REQUIRED WORK
Retype the data below verbatim, leaving out the picture.

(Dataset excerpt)
○ ○ ○
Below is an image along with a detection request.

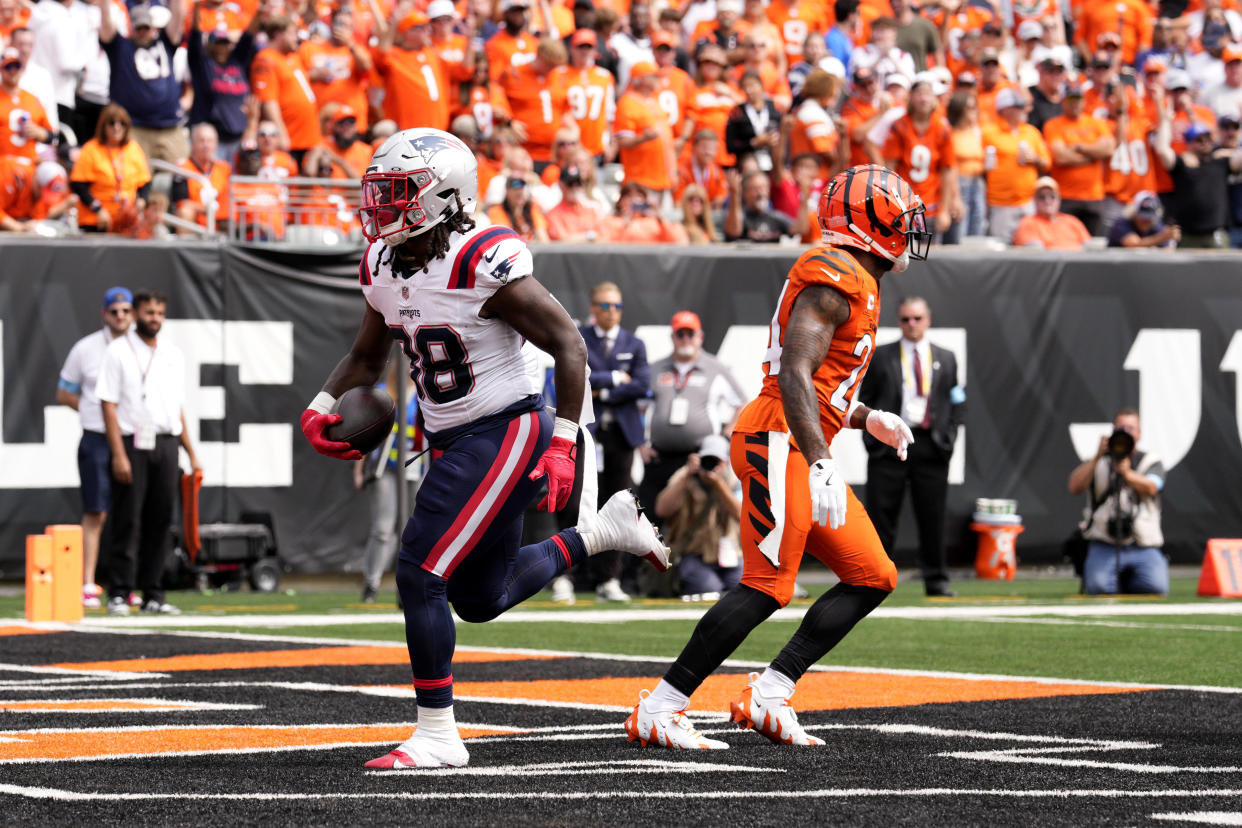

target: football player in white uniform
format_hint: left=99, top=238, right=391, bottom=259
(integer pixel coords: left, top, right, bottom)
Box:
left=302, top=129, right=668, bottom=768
○ ○ ○
THE REPLY
Below is an image along with a detection request.


target: football player in white uniform
format_hint: left=99, top=238, right=391, bottom=259
(integer pixel coords: left, top, right, bottom)
Box:
left=302, top=129, right=668, bottom=768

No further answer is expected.